- Instruction -
Omit every picture while repeating the entries exactly.
**** Supplied records
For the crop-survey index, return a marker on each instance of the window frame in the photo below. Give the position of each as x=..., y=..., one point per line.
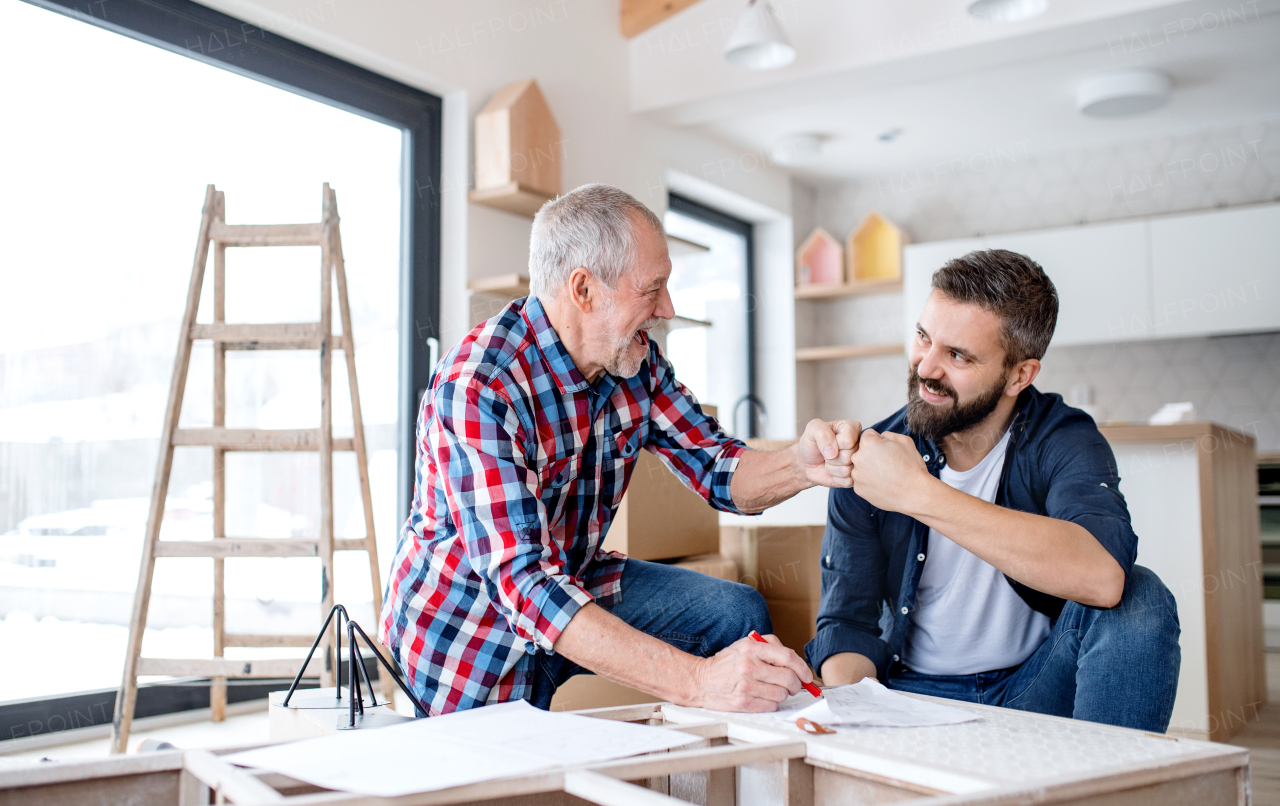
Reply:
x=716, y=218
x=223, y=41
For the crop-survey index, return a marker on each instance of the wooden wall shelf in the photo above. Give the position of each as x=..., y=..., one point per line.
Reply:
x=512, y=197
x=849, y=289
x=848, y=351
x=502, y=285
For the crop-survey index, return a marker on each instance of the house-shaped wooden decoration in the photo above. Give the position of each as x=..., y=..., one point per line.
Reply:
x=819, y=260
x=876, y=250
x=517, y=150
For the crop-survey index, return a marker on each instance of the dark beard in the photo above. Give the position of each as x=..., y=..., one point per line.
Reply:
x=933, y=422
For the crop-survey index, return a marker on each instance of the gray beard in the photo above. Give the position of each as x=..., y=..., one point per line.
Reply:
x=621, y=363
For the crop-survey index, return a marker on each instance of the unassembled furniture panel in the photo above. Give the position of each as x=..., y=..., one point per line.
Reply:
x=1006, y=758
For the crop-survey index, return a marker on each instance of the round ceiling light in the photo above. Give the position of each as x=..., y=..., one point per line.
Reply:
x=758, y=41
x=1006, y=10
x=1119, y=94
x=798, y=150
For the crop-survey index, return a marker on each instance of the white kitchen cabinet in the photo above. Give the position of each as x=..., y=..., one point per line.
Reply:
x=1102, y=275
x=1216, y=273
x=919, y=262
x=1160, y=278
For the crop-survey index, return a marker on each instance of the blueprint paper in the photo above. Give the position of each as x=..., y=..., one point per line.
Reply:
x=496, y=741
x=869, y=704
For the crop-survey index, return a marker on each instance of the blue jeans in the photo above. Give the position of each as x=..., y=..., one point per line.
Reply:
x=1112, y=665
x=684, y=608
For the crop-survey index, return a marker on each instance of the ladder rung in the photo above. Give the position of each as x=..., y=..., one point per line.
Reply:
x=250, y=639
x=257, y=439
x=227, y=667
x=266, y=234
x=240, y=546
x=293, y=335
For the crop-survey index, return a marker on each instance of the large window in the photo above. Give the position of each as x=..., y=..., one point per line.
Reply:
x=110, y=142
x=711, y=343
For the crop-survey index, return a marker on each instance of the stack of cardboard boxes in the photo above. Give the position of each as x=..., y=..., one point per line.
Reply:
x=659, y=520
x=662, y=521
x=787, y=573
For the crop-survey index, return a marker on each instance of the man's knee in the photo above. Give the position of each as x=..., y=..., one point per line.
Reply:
********
- Answer for the task -
For the crop-survey index, return a marker on each instance of the window frame in the photo below. Give the position of each as x=..., y=..., one point per line.
Reply:
x=716, y=218
x=223, y=41
For the crop-survey index, return a marker on each instance of the wooden wall shelf in the photo above. Give the position of each as x=..., y=..., one point per line.
Reply:
x=512, y=197
x=849, y=289
x=848, y=351
x=502, y=285
For the crop-survey index, return a marker on each instance of the house-shaped wooden decoration in the photo above. Give the position of each as x=..., y=..., one point per line.
Reply:
x=819, y=260
x=876, y=250
x=517, y=150
For the crop-survey index, return a marker on each instance of the dark beard in the photo above. Give the position of each as x=..., y=..., one point per line.
Reply:
x=933, y=422
For the crop-survey index, return a marker on each instance of the gray beard in the photo above. Give the position of each as x=..., y=..., one point per line.
Reply:
x=621, y=363
For the crop-survey index, return a marker on each instance of the unassembled furniture panel in the photo above. Give the position of each as x=..., y=..., one point per line.
Reply:
x=1006, y=758
For the crop-survey index, return a marker on each instance of the round ceiling light in the photo above. Give the position of each as x=..., y=..., one point per line.
Reply:
x=758, y=41
x=1006, y=10
x=1119, y=94
x=798, y=150
For the crop-survey index, return a marker on each instance of the white kitchen cabinet in the photo above. Give the position of each as x=..., y=..., one point per line.
Reply:
x=1102, y=275
x=1216, y=273
x=919, y=262
x=1160, y=278
For the crop-survey index, return a marker on each instance of the blueprint paper in the photo above. Give the position of each as x=..., y=..., one point per line.
Reply:
x=496, y=741
x=869, y=704
For the crop-survey index, return a marker on each instance of the blue jeans in the photo above. Give the position of each as x=..., y=..., one point per line.
Reply:
x=1112, y=665
x=684, y=608
For the crop-survey index, return a marker on each instance of the ladder rung in the photo above. Give the position of each as x=..., y=..., one point per line.
Reply:
x=250, y=639
x=257, y=439
x=227, y=667
x=266, y=234
x=240, y=546
x=293, y=335
For the crop-survey index, return a marker on each instance of the large window in the photo above. Give the position of each as x=..., y=..., one point per line.
Reply:
x=110, y=142
x=711, y=343
For the crop-survey index, return a marker on each instance of the stack of cardboard boxes in the photo above. Give the position of each as x=..., y=..., one point per line.
Reply:
x=659, y=520
x=662, y=521
x=787, y=573
For the crop-survey index, return a marker on each instance of the man's knee in the photo above. Give the position of each as x=..., y=..., one point per line.
Reply:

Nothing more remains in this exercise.